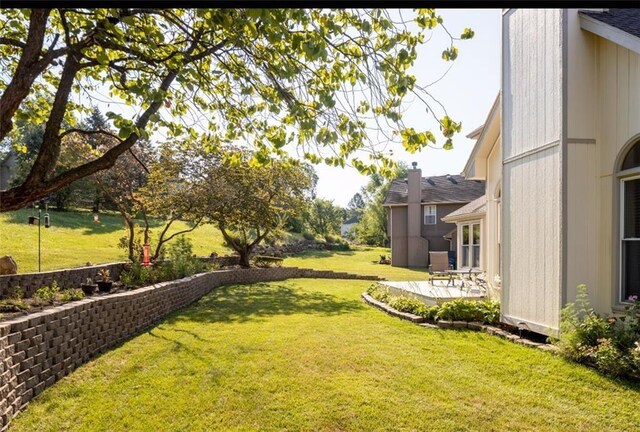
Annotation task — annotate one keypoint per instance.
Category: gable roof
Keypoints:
(476, 207)
(437, 190)
(627, 20)
(620, 26)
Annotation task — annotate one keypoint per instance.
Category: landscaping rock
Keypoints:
(8, 265)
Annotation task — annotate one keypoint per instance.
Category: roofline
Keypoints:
(474, 133)
(428, 203)
(609, 32)
(485, 128)
(463, 218)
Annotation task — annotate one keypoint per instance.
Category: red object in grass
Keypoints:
(145, 254)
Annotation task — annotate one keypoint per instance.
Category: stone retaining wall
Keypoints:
(38, 349)
(66, 278)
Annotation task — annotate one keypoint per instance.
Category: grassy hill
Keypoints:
(73, 239)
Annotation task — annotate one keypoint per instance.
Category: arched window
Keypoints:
(630, 223)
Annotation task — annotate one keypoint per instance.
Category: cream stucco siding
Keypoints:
(603, 115)
(492, 222)
(532, 168)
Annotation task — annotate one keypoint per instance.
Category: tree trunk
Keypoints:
(244, 257)
(132, 234)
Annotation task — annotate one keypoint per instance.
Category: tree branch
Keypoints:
(26, 71)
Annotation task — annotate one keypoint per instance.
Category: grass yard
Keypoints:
(359, 261)
(310, 355)
(73, 239)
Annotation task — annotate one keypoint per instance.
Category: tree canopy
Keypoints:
(317, 81)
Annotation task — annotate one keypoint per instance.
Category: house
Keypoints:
(560, 157)
(415, 208)
(479, 221)
(348, 225)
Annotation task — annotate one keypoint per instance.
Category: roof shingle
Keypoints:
(627, 20)
(437, 190)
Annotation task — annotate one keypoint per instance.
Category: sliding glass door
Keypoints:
(630, 238)
(470, 245)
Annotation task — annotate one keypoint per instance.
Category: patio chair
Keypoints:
(439, 265)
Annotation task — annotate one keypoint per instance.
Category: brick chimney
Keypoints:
(417, 250)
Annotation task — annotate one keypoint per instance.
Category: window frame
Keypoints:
(470, 246)
(633, 175)
(425, 214)
(619, 302)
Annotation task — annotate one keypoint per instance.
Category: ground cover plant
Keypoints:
(610, 343)
(310, 355)
(487, 311)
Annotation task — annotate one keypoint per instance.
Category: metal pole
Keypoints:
(39, 218)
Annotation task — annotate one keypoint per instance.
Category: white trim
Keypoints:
(621, 297)
(434, 214)
(613, 34)
(470, 245)
(531, 152)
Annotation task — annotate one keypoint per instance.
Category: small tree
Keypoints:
(249, 202)
(121, 184)
(172, 192)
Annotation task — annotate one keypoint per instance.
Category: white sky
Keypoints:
(467, 92)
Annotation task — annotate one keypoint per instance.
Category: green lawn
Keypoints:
(73, 239)
(359, 261)
(310, 355)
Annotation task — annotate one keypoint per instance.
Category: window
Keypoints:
(630, 226)
(465, 246)
(470, 246)
(429, 215)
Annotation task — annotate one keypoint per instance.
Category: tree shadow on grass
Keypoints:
(242, 303)
(80, 220)
(321, 253)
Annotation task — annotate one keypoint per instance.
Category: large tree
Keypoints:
(319, 80)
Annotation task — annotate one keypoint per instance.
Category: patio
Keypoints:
(437, 291)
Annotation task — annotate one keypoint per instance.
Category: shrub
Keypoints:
(611, 343)
(71, 295)
(13, 305)
(608, 358)
(47, 295)
(461, 310)
(413, 306)
(379, 292)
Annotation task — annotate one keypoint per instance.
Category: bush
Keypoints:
(610, 343)
(379, 292)
(413, 306)
(71, 295)
(47, 295)
(469, 310)
(13, 305)
(456, 310)
(608, 358)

* [PROBLEM REQUIREMENTS]:
Count the lines of the records that contain the word "white", and give only that number.

* [WRITTEN RESPONSE]:
2